▶ _PROMPT_
Nothing but the pictures gets dropped; retype every entry exactly.
[Opening DATA LISTING section]
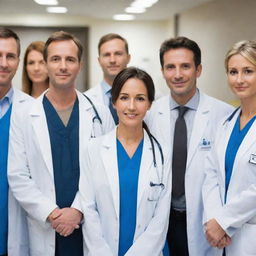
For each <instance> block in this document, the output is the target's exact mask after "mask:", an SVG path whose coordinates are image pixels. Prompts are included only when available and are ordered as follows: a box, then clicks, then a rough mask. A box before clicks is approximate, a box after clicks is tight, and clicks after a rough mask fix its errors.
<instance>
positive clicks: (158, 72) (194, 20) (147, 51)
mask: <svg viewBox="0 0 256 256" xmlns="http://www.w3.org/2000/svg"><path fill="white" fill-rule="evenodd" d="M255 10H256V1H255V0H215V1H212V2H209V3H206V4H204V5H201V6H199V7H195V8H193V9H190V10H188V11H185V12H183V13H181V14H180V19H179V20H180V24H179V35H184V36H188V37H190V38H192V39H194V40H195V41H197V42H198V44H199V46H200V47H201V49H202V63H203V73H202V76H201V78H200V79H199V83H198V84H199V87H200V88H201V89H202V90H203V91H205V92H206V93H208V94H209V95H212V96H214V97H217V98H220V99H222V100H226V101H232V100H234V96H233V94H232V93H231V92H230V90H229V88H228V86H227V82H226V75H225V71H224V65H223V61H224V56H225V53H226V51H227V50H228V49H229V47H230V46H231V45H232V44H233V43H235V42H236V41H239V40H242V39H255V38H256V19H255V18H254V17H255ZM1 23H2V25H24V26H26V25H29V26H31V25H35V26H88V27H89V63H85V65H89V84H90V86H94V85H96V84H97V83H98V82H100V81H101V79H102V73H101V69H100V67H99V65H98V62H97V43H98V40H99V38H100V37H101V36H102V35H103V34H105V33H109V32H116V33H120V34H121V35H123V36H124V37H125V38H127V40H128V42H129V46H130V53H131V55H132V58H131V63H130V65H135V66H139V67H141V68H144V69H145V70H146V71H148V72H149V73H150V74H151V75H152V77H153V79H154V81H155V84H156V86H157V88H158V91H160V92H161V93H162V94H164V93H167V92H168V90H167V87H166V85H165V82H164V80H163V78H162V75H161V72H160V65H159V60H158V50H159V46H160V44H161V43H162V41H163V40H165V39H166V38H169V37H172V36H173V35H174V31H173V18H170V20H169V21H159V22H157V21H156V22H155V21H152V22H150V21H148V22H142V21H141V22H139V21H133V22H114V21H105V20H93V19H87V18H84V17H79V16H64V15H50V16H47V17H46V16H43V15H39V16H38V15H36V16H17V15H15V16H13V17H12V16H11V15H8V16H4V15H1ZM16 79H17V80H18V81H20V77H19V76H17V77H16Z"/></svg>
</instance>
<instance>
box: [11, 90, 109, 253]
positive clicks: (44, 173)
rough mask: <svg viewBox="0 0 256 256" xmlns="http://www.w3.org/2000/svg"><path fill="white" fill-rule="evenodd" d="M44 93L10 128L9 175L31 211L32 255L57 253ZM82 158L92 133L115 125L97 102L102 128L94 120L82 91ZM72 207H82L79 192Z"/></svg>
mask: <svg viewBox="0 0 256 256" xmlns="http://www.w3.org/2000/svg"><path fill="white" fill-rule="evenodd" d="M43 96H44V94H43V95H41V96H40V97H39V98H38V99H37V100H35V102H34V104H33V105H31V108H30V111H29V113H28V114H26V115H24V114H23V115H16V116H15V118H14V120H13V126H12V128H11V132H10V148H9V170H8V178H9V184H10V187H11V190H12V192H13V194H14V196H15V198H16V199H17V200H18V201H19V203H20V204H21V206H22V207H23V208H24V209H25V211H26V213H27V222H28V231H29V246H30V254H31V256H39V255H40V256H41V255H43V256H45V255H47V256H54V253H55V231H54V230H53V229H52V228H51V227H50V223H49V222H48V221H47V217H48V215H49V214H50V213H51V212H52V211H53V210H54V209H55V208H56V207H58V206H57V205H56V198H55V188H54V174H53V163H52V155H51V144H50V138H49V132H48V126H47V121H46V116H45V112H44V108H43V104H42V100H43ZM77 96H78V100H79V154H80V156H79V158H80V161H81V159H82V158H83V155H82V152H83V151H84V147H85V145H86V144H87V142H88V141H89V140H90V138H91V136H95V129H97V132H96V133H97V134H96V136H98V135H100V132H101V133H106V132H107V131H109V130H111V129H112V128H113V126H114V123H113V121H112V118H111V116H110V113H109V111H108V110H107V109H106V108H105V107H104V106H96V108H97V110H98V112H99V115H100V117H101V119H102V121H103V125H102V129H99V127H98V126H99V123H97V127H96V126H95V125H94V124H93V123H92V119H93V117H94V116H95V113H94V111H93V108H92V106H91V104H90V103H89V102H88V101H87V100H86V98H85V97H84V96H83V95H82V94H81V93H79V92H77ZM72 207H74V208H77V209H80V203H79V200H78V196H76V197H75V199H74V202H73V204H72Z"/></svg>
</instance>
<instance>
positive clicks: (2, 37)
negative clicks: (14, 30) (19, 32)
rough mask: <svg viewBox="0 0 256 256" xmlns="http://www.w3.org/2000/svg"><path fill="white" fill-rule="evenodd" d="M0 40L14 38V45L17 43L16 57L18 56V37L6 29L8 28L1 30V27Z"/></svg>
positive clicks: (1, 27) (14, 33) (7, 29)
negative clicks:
[Closing DATA LISTING section]
▶ _RESPONSE TO THIS TASK_
For each <instance> block in this document, the output is the target's exact mask after "mask:", an SVG path whose coordinates are image pixels. Prompts are included only when available and are ordered as follows: a box, then clicks, then a rough mask. A box before clicks is approximate, a box after clicks is tight, and clicks after a rough mask fix its errors.
<instance>
positive clicks: (158, 72) (194, 20) (147, 51)
mask: <svg viewBox="0 0 256 256" xmlns="http://www.w3.org/2000/svg"><path fill="white" fill-rule="evenodd" d="M255 10H256V1H255V0H215V1H212V2H209V3H206V4H204V5H201V6H199V7H195V8H193V9H190V10H188V11H185V12H183V13H181V14H180V19H179V20H180V24H179V35H184V36H188V37H190V38H192V39H194V40H195V41H197V42H198V44H199V46H200V47H201V49H202V63H203V73H202V76H201V78H200V79H199V83H198V84H199V87H200V88H201V89H202V90H203V91H205V92H206V93H208V94H209V95H212V96H214V97H217V98H220V99H222V100H226V101H232V100H234V96H233V94H232V93H231V92H230V90H229V88H228V86H227V82H226V75H225V71H224V65H223V61H224V56H225V53H226V51H227V50H228V49H229V47H230V46H231V45H232V44H233V43H235V42H236V41H239V40H242V39H255V38H256V19H255V18H254V17H255ZM1 23H2V25H24V26H26V25H29V26H31V25H35V26H88V27H89V63H85V65H89V84H90V86H94V85H96V84H97V83H98V82H100V81H101V79H102V73H101V69H100V67H99V65H98V62H97V43H98V40H99V38H100V37H101V36H102V35H103V34H105V33H109V32H116V33H120V34H121V35H123V36H124V37H125V38H127V40H128V42H129V46H130V53H131V55H132V58H131V63H130V65H135V66H139V67H141V68H144V69H145V70H146V71H148V72H149V73H150V74H151V75H152V77H153V79H154V81H155V84H156V86H157V88H158V91H160V92H161V93H162V94H164V93H167V92H168V90H167V87H166V85H165V82H164V80H163V78H162V75H161V72H160V65H159V60H158V50H159V46H160V44H161V43H162V41H163V40H165V39H166V38H169V37H172V36H173V35H174V31H173V18H170V20H169V21H159V22H157V21H156V22H155V21H152V22H150V21H148V22H142V21H141V22H139V21H133V22H114V21H105V20H93V19H87V18H84V17H79V16H64V15H50V16H47V17H46V16H43V15H39V16H38V15H36V16H17V15H15V16H13V17H12V16H11V15H8V16H4V15H1ZM16 79H17V80H18V81H20V77H19V76H17V77H16Z"/></svg>
</instance>
<instance>
box: [11, 90, 109, 253]
positive clicks: (44, 173)
rough mask: <svg viewBox="0 0 256 256" xmlns="http://www.w3.org/2000/svg"><path fill="white" fill-rule="evenodd" d="M44 93L10 128L9 175L31 211L32 255L57 253ZM82 158L92 133L115 125L97 102L102 128L94 120L82 91ZM72 207H82L79 192Z"/></svg>
mask: <svg viewBox="0 0 256 256" xmlns="http://www.w3.org/2000/svg"><path fill="white" fill-rule="evenodd" d="M43 96H44V94H43V95H41V96H40V97H39V98H38V99H37V100H35V102H34V104H33V105H31V108H30V111H29V113H28V114H26V115H24V114H23V115H16V116H15V118H14V120H13V126H12V128H11V132H10V148H9V170H8V178H9V184H10V187H11V190H12V192H13V194H14V196H15V198H16V199H17V200H18V201H19V203H20V204H21V206H22V207H23V208H24V209H25V211H26V213H27V222H28V231H29V246H30V254H31V256H39V255H40V256H41V255H43V256H45V255H47V256H54V253H55V231H54V230H53V229H52V228H51V227H50V223H49V222H48V221H47V217H48V215H49V214H50V213H51V212H52V211H53V210H54V209H55V208H56V207H58V206H57V205H56V198H55V188H54V174H53V163H52V155H51V144H50V138H49V132H48V126H47V121H46V116H45V112H44V108H43V104H42V100H43ZM77 96H78V100H79V154H80V156H79V158H80V161H81V159H82V158H83V155H82V152H83V151H84V147H85V145H86V144H87V142H88V141H89V140H90V138H91V136H95V129H97V132H96V133H97V134H96V136H98V135H100V132H101V133H106V132H107V131H109V130H111V129H112V128H113V126H114V123H113V121H112V118H111V116H110V113H109V111H108V110H107V109H106V108H105V107H104V106H96V108H97V110H98V112H99V115H100V117H101V119H102V121H103V125H102V129H99V127H98V126H99V123H97V127H96V126H95V125H94V124H93V123H92V119H93V117H94V116H95V113H94V111H93V108H92V106H91V104H90V103H89V102H88V101H87V100H86V98H85V97H84V96H83V95H82V94H81V93H79V92H77ZM72 207H74V208H77V209H80V203H79V200H78V196H76V197H75V199H74V202H73V204H72Z"/></svg>
</instance>
<instance>
positive clicks: (2, 37)
negative clicks: (14, 30) (19, 32)
rough mask: <svg viewBox="0 0 256 256" xmlns="http://www.w3.org/2000/svg"><path fill="white" fill-rule="evenodd" d="M0 40L14 38V45L17 43L16 57L18 56V37L6 29L8 28L1 30V27Z"/></svg>
positive clicks: (1, 27) (14, 33) (7, 29)
negative clicks:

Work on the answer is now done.